─── EXCERPTED PASSAGE

In Chapter 1 [of Expert Oracle Database Architecture: 9i and 10g Programming Techniques and Solutions], I demonstrated Oracle Database's method of obtaining read consistency by way of a simple single table query, which retrieved rows that were deleted after the cursor was opened. I'm now going to explore a real-world example to see what happens in Oracle Database using multiversioning, as well as what happens in any number of other databases.

I'll start with that same basic table and query:

create table accounts
( account_number number primary key,
  account_balance number not null
);
select sum(account_balance)
from accounts;

Before the query begins, I have the data shown in Table 2.


Table 2: ACCOUNTS table before modifications
Row Account Number Account Balance
1 123 $500.00
2 456 $240.25
... ... ...
342,023 987 $100.00

Now, my SELECT statement starts executing and reads row 1, row 2, and so on. At some point while this query is in the middle of processing, a transaction moves $400 from account 123 to account 987. This transaction does the two updates but does not commit. The ACCOUNTS table now looks as shown in Table 3.


Table 3: ACCOUNTS table during modifications
Row Account Number Account Balance Locked?
1 123 ($500.00) changed to $100.00 X
2 456 $240.25 --
... ... ... --
342,023 987 ($100.00) changed to $500.00 X

As Table 3 shows, two of those rows are locked. If anyone tried to update them, they'd be blocked. So far, the behavior I'm seeing is more or less consistent across all databases. The difference will be in what happens when the query gets to the locked data.

When the query I'm executing gets to the block containing the locked row (row 342,023) at the bottom of the table, it will notice that the data in it has changed since execution began. To provide a consistent, or correct, answer, Oracle Database will create a copy of the block containing this row as it existed when the query began . That is, it will read a value of $100, which is the value that existed when the query began. Effectively, Oracle Database takes a detour around the modified data—it reads around it, reconstructing it from the undo (also known as a rollback ) segment. A consistent and correct answer comes back without waiting for the transaction to commit.

Now, a database that allowed a dirty read would simply return the value it saw in account 987 at the time it read it—in this case, $500. The query would count the transferred $400 twice. Therefore, not only does it return the wrong answer, but also it returns a total that never existed in the table. In a multiuser database, a dirty read can be a dangerous feature. Personally, I've never seen the usefulness of it. Say that, rather than transferring, the transaction was actually just depositing $400 in account 987. The dirty read would count the $400 and get the "right" answer, wouldn't it? Well, suppose the uncommitted transaction was rolled back. I've just counted $400 that was never actually in the database.

The point here is that dirty read is not a feature; rather, it's a liability. In Oracle Database, it's just not needed. You get all of the advantages of a dirty read—no blocking—without any of the incorrect results.

──────
─── MATERIAL PROVIDED

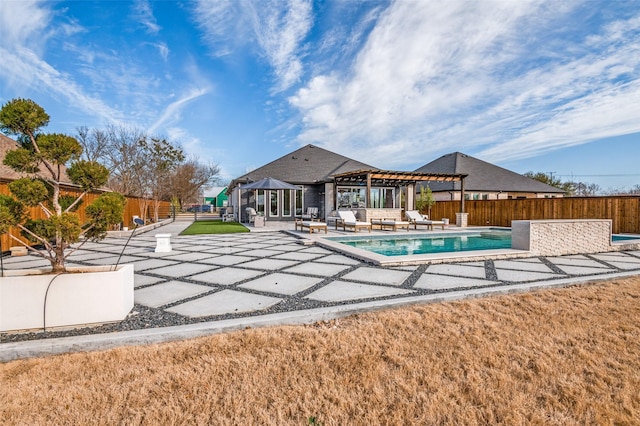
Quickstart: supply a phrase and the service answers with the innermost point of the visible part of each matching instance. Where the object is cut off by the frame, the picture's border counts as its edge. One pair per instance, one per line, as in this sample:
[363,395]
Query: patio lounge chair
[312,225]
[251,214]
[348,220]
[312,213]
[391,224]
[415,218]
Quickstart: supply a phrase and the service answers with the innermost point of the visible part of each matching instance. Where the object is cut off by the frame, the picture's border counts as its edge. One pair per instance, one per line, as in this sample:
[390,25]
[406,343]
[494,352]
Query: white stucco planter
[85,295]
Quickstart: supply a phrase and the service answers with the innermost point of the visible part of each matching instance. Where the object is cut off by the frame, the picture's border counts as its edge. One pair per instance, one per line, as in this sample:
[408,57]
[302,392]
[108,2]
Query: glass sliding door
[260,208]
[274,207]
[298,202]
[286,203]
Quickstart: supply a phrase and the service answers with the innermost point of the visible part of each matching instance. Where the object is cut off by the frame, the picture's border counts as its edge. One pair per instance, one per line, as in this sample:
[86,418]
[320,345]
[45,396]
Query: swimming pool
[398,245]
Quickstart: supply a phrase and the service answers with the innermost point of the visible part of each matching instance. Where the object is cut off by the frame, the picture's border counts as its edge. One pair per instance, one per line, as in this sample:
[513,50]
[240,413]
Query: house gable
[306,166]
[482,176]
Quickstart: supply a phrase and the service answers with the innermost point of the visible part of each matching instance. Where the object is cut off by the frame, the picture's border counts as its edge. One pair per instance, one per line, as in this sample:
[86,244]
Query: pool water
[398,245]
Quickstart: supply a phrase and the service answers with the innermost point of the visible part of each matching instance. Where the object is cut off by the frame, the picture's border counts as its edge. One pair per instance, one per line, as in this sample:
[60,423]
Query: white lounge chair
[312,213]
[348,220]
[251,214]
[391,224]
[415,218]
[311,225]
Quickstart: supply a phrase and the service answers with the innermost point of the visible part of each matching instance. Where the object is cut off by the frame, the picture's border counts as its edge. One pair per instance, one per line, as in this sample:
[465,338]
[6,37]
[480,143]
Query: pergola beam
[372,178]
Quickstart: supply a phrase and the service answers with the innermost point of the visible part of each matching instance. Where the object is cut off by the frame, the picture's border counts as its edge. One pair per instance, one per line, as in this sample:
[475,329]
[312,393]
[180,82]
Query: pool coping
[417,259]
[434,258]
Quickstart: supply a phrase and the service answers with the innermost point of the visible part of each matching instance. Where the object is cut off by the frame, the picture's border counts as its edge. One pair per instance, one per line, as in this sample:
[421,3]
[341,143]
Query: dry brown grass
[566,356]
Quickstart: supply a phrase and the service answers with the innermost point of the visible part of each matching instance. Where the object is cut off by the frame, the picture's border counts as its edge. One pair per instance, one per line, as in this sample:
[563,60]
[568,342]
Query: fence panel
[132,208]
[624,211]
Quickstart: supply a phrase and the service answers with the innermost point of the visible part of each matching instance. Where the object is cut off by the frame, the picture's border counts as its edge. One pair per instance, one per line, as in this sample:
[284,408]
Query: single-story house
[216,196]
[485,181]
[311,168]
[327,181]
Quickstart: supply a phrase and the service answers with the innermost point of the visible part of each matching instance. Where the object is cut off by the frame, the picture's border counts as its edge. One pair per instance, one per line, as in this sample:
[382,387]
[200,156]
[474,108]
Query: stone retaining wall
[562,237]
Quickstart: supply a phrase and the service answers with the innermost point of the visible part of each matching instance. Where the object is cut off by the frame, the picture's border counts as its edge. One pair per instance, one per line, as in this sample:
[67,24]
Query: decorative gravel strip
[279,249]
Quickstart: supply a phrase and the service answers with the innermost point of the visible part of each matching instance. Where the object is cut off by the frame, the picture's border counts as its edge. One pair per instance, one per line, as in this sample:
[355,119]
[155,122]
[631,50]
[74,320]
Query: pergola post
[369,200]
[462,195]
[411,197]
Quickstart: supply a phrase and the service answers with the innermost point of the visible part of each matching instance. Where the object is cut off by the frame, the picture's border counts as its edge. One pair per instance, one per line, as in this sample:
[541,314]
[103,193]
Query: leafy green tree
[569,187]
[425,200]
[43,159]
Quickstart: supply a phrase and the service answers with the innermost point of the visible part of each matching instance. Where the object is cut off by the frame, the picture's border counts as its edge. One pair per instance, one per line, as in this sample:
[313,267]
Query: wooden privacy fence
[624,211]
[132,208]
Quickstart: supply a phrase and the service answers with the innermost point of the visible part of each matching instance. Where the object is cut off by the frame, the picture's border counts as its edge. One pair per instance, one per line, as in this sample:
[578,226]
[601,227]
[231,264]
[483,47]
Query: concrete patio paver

──────
─── MATERIAL PROVIDED

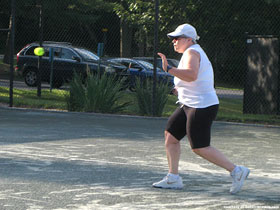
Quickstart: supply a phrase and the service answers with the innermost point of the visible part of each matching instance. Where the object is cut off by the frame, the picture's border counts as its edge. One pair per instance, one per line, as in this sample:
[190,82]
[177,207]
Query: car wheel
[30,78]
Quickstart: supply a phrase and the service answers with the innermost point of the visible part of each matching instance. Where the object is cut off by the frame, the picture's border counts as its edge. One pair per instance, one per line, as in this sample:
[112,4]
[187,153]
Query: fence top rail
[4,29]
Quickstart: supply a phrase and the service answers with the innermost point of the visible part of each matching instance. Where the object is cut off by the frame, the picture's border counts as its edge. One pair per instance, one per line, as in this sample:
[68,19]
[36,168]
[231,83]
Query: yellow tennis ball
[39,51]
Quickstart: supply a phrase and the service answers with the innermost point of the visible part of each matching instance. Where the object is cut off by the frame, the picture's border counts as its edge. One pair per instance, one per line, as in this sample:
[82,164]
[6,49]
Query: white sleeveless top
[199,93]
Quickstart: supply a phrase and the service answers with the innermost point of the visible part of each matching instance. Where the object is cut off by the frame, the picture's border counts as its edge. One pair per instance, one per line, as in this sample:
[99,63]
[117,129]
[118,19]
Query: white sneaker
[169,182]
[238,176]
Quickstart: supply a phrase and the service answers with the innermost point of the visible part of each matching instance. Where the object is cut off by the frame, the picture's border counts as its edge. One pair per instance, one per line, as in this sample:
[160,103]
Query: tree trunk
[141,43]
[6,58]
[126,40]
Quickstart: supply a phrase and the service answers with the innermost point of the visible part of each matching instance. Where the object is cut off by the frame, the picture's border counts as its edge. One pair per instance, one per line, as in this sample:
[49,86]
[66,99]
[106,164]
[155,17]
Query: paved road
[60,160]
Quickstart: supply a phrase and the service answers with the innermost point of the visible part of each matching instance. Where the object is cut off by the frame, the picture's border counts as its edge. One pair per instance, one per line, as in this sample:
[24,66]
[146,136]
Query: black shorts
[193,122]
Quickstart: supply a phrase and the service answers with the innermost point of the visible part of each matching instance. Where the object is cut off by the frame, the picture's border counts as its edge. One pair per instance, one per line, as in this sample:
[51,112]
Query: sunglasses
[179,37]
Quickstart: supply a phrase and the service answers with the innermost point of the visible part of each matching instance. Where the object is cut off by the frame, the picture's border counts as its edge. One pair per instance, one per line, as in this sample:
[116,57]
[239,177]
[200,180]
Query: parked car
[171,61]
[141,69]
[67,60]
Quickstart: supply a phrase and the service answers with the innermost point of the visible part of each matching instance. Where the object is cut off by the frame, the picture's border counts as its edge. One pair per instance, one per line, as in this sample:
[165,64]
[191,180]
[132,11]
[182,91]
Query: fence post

──────

THE EXERCISE | Extend the passage on Oracle Database read consistency and dirty reads, starting after its final sentence.

ANSWER TO THE TASK |
READ COMMITTED. The READ COMMITTED isolation level states that a transaction may read only data that has been committed in the database. There are no dirty reads (reads of uncommitted data). There may be nonrepeatable reads (that is, rereads of the same row may return a different answer in the same transaction) and phantom reads (that is, newly inserted and committed rows become visible to a query that weren't visible earlier in the trans-action). READ COMMITTED is perhaps the most commonly used isolation level in database applications everywhere, and it's the default mode for Oracle Database. It's rare to see a different isolation level used in Oracle databases.

However, achieving READ COMMITTED isolation is not as cut-and-dried as it sounds. If you look at Table 1, it looks straightforward. Obviously, given the earlier rules, a query executed in any database using the READ COMMITTED isolation will behave in the same way, right? No, it won't. If you query multiple rows in a single statement in almost any other database, READ COMMITTED isolation can be as bad as a dirty read, depending on the implementation.

In Oracle Database, using multi-versioning and read-consistent queries, the answer I get from the ACCOUNTS query is the same in the READ COMMITTED example as it was in the READ UNCOMMITTED example. Oracle Database will reconstruct the modified data as it appeared when the query began, returning the answer that was in the database when the query started.

Now I'll take a look at how my previous example might work in READ COMMITTED mode in other databases. You might find the answer surprising. I'll pick up my example at the point described in Table 3:

  • I'm in the middle of the table. I've read and summed the first N rows.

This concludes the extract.